● WHAT YOU NEED TO DO
For this exercise, return the line containing "Target: white cloud" and every line after it through the end of the records below, without alteration.

● PROVIDED DATA
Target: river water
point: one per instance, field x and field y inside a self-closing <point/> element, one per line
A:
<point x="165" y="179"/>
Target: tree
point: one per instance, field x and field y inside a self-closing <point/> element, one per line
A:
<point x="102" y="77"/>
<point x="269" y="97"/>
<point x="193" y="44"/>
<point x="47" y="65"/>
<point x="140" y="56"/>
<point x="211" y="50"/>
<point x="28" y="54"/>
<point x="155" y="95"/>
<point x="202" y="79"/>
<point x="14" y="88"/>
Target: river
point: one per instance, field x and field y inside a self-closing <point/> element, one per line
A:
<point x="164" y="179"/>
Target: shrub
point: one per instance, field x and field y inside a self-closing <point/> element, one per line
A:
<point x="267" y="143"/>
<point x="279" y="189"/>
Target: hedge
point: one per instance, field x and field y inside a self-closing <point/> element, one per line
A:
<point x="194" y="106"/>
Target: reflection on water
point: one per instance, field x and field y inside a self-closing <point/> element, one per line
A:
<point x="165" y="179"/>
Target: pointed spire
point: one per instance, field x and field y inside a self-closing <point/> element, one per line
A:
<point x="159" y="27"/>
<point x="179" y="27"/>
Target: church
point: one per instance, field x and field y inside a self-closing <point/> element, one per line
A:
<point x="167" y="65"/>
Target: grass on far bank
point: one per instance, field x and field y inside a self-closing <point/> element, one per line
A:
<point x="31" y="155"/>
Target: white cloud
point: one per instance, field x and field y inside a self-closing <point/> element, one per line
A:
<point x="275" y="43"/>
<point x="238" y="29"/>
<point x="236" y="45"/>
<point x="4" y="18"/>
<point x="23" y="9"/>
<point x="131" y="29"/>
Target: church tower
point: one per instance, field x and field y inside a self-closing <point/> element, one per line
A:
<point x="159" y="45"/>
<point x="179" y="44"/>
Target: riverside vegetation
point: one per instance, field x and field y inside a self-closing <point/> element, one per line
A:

● ANSWER SPACE
Target: white cloud
point: one per instance, field x and field y inside a self-closing <point/> element, one per line
A:
<point x="275" y="43"/>
<point x="238" y="29"/>
<point x="236" y="45"/>
<point x="4" y="18"/>
<point x="23" y="9"/>
<point x="131" y="29"/>
Target: church tower
point: one per instance, field x and field y inside a self-closing <point/> element, one per line
A:
<point x="159" y="45"/>
<point x="179" y="44"/>
Target: riverside vegetation
point: one per instance, field x and field y inside a self-closing <point/> element, one per line
A:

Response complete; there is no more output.